What this task involves ::
Rewrite every line from the one containing "lawn in the photo above." through the end of the material as a Markdown table with the columns "Row" and "Line," numbering the rows and leaving out blank lines and pictures.

+++ Extracted material

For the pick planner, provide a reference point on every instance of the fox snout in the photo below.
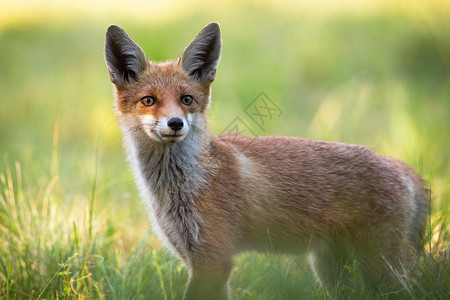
(171, 129)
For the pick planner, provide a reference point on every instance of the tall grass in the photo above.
(71, 223)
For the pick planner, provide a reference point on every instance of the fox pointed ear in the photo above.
(201, 57)
(124, 58)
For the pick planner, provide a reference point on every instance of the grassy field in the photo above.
(71, 222)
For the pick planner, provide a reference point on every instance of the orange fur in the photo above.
(213, 197)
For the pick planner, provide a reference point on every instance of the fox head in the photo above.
(165, 101)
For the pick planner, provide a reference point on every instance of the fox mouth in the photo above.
(171, 138)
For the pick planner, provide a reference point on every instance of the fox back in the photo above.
(212, 197)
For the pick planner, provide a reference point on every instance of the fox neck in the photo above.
(168, 176)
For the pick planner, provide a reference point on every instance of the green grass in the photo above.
(71, 222)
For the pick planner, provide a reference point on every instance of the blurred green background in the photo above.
(365, 72)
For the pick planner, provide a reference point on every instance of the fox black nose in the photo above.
(175, 124)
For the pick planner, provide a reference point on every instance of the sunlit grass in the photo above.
(71, 222)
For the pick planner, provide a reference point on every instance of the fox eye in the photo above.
(186, 99)
(148, 101)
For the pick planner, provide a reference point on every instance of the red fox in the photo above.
(212, 197)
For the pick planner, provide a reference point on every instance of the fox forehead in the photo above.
(164, 81)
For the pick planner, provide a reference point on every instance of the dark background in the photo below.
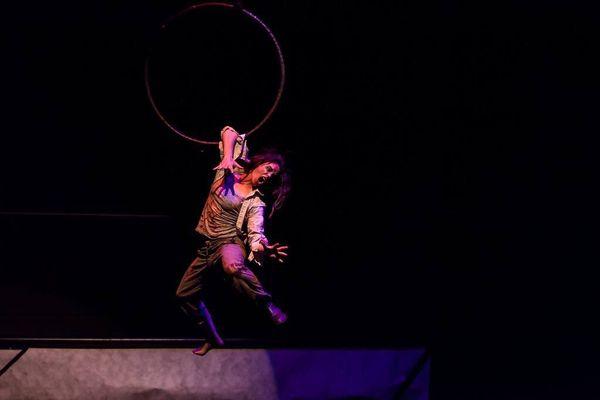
(444, 179)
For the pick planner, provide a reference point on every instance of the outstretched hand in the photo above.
(275, 251)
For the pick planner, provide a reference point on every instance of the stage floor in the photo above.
(175, 373)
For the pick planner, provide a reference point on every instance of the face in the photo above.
(264, 173)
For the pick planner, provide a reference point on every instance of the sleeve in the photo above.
(240, 150)
(256, 232)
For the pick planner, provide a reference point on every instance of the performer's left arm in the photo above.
(258, 242)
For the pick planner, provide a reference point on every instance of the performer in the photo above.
(231, 227)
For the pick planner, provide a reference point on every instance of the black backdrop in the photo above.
(443, 157)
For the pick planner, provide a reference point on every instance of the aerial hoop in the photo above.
(253, 18)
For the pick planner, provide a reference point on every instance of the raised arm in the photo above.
(229, 138)
(232, 147)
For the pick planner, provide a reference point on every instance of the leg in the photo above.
(233, 259)
(189, 296)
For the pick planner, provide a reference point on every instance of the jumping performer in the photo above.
(231, 230)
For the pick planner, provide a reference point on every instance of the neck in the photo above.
(245, 179)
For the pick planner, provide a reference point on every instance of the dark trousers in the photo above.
(228, 254)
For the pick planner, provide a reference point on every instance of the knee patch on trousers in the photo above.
(233, 268)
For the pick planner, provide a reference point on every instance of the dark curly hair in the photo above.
(277, 188)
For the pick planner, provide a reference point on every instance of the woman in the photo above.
(231, 222)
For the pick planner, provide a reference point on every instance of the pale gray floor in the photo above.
(137, 374)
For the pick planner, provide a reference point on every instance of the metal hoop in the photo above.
(253, 18)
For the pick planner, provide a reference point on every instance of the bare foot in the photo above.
(201, 351)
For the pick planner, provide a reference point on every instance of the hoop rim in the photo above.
(265, 28)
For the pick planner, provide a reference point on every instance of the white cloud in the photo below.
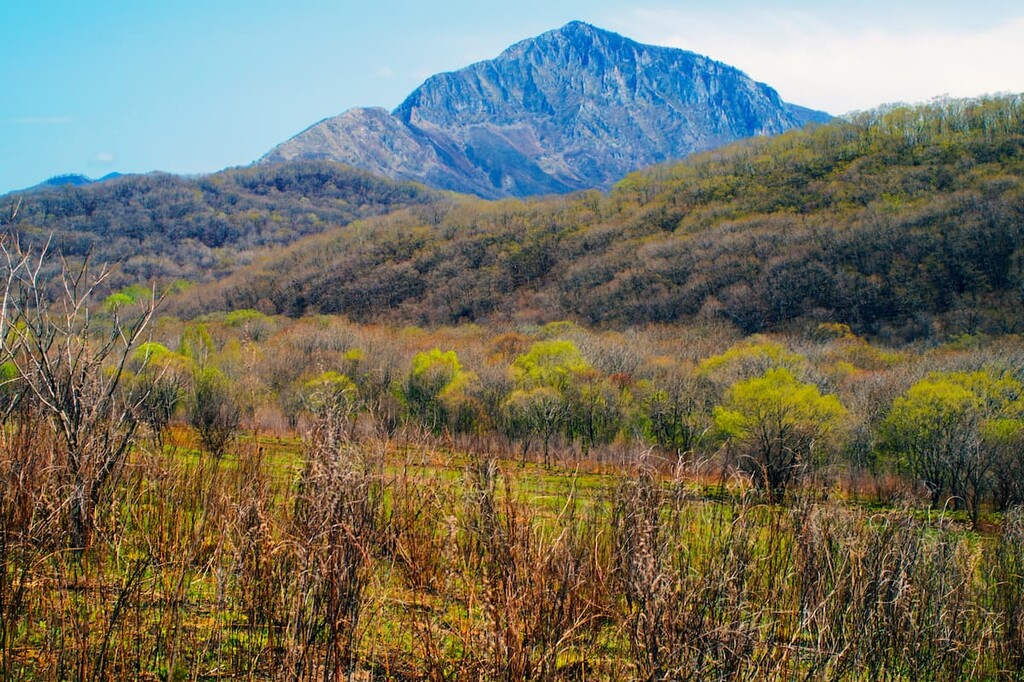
(44, 121)
(839, 69)
(101, 159)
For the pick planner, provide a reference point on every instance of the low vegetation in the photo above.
(256, 496)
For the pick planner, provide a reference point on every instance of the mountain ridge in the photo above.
(572, 109)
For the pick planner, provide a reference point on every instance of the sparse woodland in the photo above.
(811, 470)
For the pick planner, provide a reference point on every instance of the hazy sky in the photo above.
(194, 86)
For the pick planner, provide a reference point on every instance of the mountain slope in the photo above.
(166, 227)
(901, 223)
(572, 109)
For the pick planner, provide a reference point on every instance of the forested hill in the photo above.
(162, 226)
(900, 222)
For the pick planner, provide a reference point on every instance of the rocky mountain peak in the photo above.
(574, 108)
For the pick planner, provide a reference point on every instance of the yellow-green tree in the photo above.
(435, 391)
(777, 423)
(950, 430)
(541, 405)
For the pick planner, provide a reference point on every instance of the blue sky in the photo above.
(195, 86)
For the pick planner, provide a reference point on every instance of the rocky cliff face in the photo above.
(572, 109)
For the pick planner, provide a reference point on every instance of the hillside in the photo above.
(903, 223)
(162, 226)
(573, 109)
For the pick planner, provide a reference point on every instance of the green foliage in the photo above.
(752, 356)
(850, 222)
(549, 364)
(777, 422)
(951, 429)
(331, 392)
(435, 391)
(213, 411)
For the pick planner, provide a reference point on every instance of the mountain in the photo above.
(572, 109)
(162, 226)
(903, 223)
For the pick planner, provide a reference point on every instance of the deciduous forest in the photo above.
(755, 415)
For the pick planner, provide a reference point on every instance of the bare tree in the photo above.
(70, 364)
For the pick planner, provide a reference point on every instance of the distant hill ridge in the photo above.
(572, 109)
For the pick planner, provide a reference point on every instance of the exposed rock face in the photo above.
(572, 109)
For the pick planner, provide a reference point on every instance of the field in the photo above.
(398, 559)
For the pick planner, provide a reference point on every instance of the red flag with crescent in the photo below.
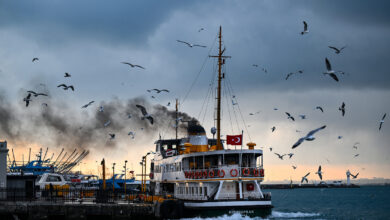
(234, 139)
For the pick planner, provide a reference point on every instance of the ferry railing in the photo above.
(224, 172)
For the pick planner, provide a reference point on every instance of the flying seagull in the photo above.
(36, 94)
(320, 108)
(189, 44)
(308, 137)
(382, 121)
(27, 99)
(342, 109)
(305, 31)
(65, 87)
(107, 123)
(133, 65)
(289, 116)
(319, 172)
(280, 156)
(86, 105)
(336, 50)
(329, 71)
(160, 90)
(145, 113)
(354, 176)
(304, 178)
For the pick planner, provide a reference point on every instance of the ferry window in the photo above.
(231, 159)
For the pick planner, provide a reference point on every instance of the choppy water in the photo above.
(367, 202)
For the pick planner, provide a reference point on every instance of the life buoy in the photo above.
(245, 172)
(262, 172)
(219, 173)
(211, 173)
(255, 172)
(235, 172)
(204, 174)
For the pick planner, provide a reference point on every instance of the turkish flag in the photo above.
(234, 139)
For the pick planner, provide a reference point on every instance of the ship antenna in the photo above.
(220, 77)
(177, 121)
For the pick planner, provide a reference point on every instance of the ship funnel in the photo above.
(197, 139)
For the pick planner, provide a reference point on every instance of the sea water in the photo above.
(367, 202)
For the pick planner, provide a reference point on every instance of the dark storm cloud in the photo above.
(56, 21)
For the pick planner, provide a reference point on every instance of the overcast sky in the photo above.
(90, 39)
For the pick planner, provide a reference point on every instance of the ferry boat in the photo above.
(205, 175)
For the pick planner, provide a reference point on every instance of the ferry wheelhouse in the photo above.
(205, 174)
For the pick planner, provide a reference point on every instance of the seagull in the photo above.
(382, 121)
(308, 137)
(354, 176)
(160, 90)
(86, 105)
(107, 123)
(132, 134)
(329, 71)
(319, 172)
(288, 75)
(320, 108)
(145, 114)
(133, 65)
(280, 156)
(342, 109)
(304, 178)
(189, 44)
(289, 116)
(27, 99)
(305, 31)
(36, 94)
(336, 50)
(65, 87)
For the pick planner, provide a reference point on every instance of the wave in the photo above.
(276, 214)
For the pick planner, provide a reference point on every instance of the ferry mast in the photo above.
(221, 61)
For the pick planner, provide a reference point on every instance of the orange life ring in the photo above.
(231, 172)
(245, 171)
(255, 172)
(204, 174)
(211, 174)
(219, 173)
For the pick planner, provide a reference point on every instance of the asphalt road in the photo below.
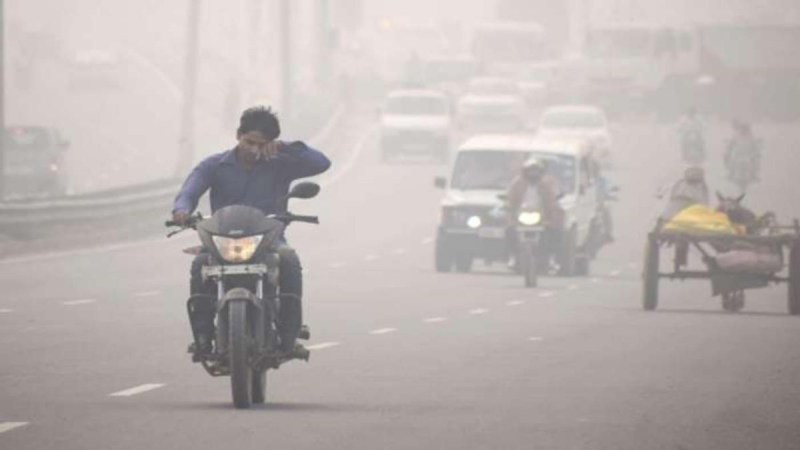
(405, 357)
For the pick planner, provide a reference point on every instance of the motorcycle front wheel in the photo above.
(239, 339)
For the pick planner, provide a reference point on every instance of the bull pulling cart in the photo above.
(734, 262)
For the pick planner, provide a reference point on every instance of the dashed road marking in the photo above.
(322, 345)
(147, 294)
(84, 301)
(434, 319)
(137, 390)
(383, 331)
(8, 426)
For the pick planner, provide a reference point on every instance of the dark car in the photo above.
(33, 161)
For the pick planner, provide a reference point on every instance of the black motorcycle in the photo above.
(243, 262)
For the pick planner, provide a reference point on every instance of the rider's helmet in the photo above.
(694, 174)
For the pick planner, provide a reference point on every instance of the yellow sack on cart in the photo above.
(702, 219)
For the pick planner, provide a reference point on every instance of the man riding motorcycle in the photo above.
(743, 155)
(692, 137)
(256, 173)
(535, 186)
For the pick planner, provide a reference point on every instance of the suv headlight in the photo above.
(530, 218)
(237, 250)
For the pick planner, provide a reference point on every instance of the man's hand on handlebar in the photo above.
(181, 217)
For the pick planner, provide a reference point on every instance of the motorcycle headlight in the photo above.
(237, 250)
(474, 222)
(530, 218)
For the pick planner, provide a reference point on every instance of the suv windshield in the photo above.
(26, 138)
(416, 106)
(495, 170)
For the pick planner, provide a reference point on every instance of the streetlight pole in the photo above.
(186, 152)
(287, 86)
(2, 102)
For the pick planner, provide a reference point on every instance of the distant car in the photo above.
(584, 122)
(416, 122)
(33, 161)
(95, 69)
(496, 114)
(483, 169)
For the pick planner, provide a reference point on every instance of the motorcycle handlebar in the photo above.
(289, 218)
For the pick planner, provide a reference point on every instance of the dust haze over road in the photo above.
(94, 322)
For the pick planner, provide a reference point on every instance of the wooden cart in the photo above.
(727, 284)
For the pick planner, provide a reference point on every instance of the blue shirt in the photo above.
(262, 187)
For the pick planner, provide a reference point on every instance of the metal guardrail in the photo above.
(148, 197)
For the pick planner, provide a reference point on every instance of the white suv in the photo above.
(483, 169)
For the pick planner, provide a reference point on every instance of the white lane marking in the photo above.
(137, 390)
(8, 426)
(84, 301)
(91, 251)
(383, 331)
(147, 294)
(322, 346)
(435, 319)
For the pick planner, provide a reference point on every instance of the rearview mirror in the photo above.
(304, 190)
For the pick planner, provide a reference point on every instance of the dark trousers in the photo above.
(291, 282)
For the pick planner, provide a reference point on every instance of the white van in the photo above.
(483, 168)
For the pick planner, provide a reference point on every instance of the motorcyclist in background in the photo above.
(535, 186)
(743, 154)
(692, 137)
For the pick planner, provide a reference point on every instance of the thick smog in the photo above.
(391, 224)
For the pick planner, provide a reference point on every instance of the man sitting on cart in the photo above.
(689, 190)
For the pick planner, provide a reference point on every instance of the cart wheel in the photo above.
(794, 279)
(650, 275)
(733, 301)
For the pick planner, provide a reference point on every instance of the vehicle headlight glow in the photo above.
(237, 250)
(474, 222)
(530, 218)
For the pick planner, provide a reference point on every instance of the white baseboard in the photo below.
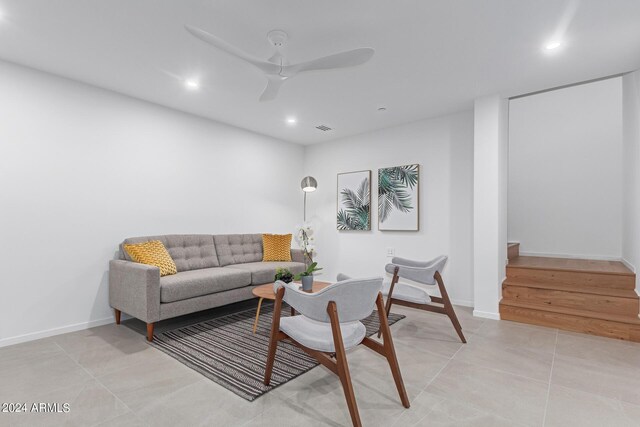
(628, 265)
(486, 315)
(55, 331)
(571, 256)
(462, 302)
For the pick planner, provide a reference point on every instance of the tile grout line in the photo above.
(436, 376)
(96, 380)
(546, 405)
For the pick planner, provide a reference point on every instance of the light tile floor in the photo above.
(508, 374)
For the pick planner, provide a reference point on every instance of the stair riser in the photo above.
(575, 300)
(594, 280)
(603, 328)
(513, 251)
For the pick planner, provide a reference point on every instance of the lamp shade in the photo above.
(309, 184)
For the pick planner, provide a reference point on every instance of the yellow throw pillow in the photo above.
(152, 253)
(276, 247)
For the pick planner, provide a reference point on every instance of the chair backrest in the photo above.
(418, 271)
(355, 299)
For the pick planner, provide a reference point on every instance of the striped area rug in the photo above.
(226, 351)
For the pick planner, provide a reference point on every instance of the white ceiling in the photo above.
(432, 57)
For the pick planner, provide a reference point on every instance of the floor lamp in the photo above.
(308, 185)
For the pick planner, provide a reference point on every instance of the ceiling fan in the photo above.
(277, 69)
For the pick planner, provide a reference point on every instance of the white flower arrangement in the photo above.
(306, 240)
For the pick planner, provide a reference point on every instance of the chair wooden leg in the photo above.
(449, 307)
(150, 332)
(273, 339)
(343, 367)
(387, 309)
(390, 354)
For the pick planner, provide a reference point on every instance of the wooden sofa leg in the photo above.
(150, 332)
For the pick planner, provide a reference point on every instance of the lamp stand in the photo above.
(305, 207)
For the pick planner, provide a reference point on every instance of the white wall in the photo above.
(444, 149)
(489, 203)
(565, 171)
(82, 168)
(631, 170)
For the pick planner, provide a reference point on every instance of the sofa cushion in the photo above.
(188, 251)
(265, 272)
(204, 281)
(238, 248)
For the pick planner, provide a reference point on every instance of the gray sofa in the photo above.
(213, 270)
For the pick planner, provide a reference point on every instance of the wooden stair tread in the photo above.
(571, 264)
(613, 292)
(634, 320)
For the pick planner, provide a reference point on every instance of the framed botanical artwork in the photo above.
(398, 202)
(354, 201)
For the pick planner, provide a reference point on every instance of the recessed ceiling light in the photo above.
(553, 45)
(191, 84)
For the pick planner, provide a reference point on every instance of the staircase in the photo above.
(589, 296)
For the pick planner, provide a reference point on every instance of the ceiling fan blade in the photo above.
(349, 58)
(215, 41)
(271, 90)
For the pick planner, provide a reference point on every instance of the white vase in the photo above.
(307, 283)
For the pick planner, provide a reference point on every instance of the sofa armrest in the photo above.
(297, 255)
(135, 289)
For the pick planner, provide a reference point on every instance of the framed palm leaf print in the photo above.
(398, 189)
(354, 201)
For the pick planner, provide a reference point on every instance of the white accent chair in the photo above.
(424, 273)
(329, 324)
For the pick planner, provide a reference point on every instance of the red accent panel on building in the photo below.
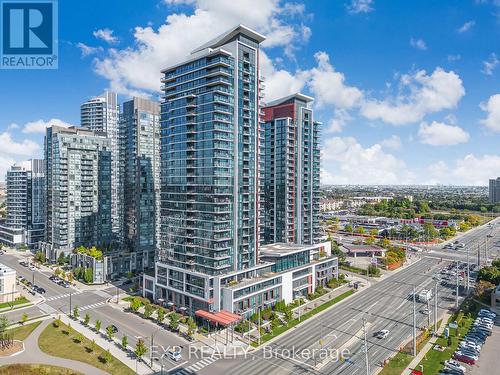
(279, 111)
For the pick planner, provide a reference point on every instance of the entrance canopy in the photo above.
(222, 317)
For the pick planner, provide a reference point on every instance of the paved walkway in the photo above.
(114, 346)
(33, 354)
(414, 363)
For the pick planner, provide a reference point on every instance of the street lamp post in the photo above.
(414, 324)
(367, 363)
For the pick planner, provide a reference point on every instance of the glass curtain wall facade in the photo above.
(140, 169)
(209, 144)
(78, 188)
(101, 114)
(291, 171)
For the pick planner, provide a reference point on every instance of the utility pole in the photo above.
(414, 324)
(467, 284)
(456, 288)
(367, 363)
(259, 326)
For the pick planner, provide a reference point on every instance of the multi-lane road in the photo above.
(314, 347)
(385, 305)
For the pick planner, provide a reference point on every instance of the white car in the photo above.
(175, 356)
(455, 365)
(382, 334)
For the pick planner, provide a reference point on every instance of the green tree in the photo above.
(135, 304)
(174, 321)
(88, 276)
(61, 259)
(109, 332)
(4, 323)
(79, 337)
(40, 257)
(160, 315)
(140, 348)
(24, 318)
(148, 310)
(288, 315)
(106, 356)
(124, 342)
(191, 326)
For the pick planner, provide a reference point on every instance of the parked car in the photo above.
(174, 355)
(455, 365)
(382, 334)
(459, 356)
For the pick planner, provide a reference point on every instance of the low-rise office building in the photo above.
(285, 272)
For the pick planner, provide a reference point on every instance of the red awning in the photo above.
(222, 317)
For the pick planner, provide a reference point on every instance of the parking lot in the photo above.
(488, 362)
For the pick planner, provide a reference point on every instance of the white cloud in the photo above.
(88, 50)
(360, 6)
(427, 94)
(490, 65)
(466, 26)
(418, 44)
(39, 126)
(156, 49)
(469, 170)
(11, 147)
(492, 108)
(393, 142)
(452, 58)
(440, 134)
(328, 85)
(106, 35)
(347, 162)
(340, 118)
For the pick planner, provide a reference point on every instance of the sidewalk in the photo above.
(414, 363)
(113, 346)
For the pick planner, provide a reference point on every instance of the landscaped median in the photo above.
(16, 304)
(60, 340)
(292, 323)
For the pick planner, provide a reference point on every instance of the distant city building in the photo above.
(494, 190)
(140, 176)
(24, 224)
(101, 114)
(291, 171)
(78, 189)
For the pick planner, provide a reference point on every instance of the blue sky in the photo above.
(406, 90)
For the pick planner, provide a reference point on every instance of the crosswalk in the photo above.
(60, 296)
(196, 366)
(93, 306)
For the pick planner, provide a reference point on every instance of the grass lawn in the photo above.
(18, 301)
(400, 361)
(22, 332)
(280, 329)
(17, 369)
(433, 361)
(61, 342)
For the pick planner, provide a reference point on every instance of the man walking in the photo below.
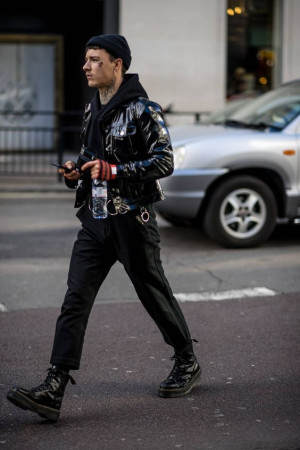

++++++

Full answer ::
| Row | Line |
|---|---|
| 1 | For the pick planner, provide a reference point on every instance of the grass lawn in the photo above. |
| 2 | (18, 301) |
| 3 | (400, 361) |
| 4 | (22, 332) |
| 5 | (280, 329) |
| 6 | (17, 369) |
| 7 | (433, 361) |
| 8 | (61, 342) |
| 9 | For the pick planner, provide a reference point on every instance of the man walking in the photo below. |